▶ _EXTRACTED INFORMATION_:

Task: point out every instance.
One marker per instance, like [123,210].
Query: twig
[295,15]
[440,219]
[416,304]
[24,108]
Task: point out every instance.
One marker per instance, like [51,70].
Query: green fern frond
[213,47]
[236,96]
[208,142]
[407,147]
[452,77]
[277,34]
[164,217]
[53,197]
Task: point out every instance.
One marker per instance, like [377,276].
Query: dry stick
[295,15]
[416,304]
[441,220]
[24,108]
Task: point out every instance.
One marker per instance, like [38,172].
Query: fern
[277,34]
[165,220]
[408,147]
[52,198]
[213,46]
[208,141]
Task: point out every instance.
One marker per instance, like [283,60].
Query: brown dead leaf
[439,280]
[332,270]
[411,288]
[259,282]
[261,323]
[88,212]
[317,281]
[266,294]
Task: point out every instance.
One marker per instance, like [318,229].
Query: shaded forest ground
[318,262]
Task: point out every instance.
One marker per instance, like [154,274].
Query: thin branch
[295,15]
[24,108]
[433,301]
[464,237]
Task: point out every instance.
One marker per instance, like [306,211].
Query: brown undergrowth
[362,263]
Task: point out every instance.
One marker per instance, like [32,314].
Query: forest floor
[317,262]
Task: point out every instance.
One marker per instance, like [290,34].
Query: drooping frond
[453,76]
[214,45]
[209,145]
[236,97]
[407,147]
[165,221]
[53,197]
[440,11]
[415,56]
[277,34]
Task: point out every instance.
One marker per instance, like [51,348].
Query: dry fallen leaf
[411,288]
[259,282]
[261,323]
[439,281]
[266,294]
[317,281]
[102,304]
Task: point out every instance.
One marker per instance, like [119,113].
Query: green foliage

▶ _AIM OF THE EXERCISE_: The complete set of entries above must be reproduced verbatim.

▶ _RESULT BELOW_:
Task: point out every instance.
One marker per instance, like [123,210].
Query: twig
[295,15]
[440,219]
[416,304]
[24,108]
Task: point out every instance.
One marker per instance, like [51,70].
Query: green fern frond
[213,47]
[236,96]
[208,142]
[407,147]
[452,77]
[277,34]
[164,217]
[53,197]
Task: point out every instance.
One marker per instance, like [377,276].
Query: dry stick
[295,15]
[416,304]
[441,220]
[24,108]
Task: point out every instance.
One marker per instance, like [38,172].
Query: fern
[277,34]
[165,220]
[408,147]
[52,198]
[213,46]
[208,141]
Task: point out every instance.
One marker per instance, like [283,60].
Query: brown dead leaf
[439,280]
[332,270]
[411,288]
[259,282]
[261,323]
[88,212]
[317,281]
[266,294]
Task: point out every instance.
One marker per instance, like [318,229].
Query: shaded forest ground
[318,262]
Task: point out every instance.
One marker per instance, like [154,274].
Query: thin branch
[295,15]
[24,108]
[433,301]
[464,237]
Task: point out every instance.
One marker per instance, like [306,211].
Query: brown undergrowth
[362,263]
Task: point out every instance.
One marker per instance, like [32,314].
Query: forest floor
[317,262]
Task: point out every instance.
One marker per instance, like [290,34].
Query: drooping frond
[453,76]
[214,45]
[209,145]
[236,97]
[407,147]
[165,221]
[53,197]
[440,11]
[415,56]
[277,34]
Task: point out every instance.
One marker per instance, like [51,348].
Query: dry fallen leaf
[411,288]
[259,282]
[261,323]
[439,281]
[266,294]
[317,281]
[102,304]
Task: point out every instance.
One marker per instance, like [119,113].
Query: green foliage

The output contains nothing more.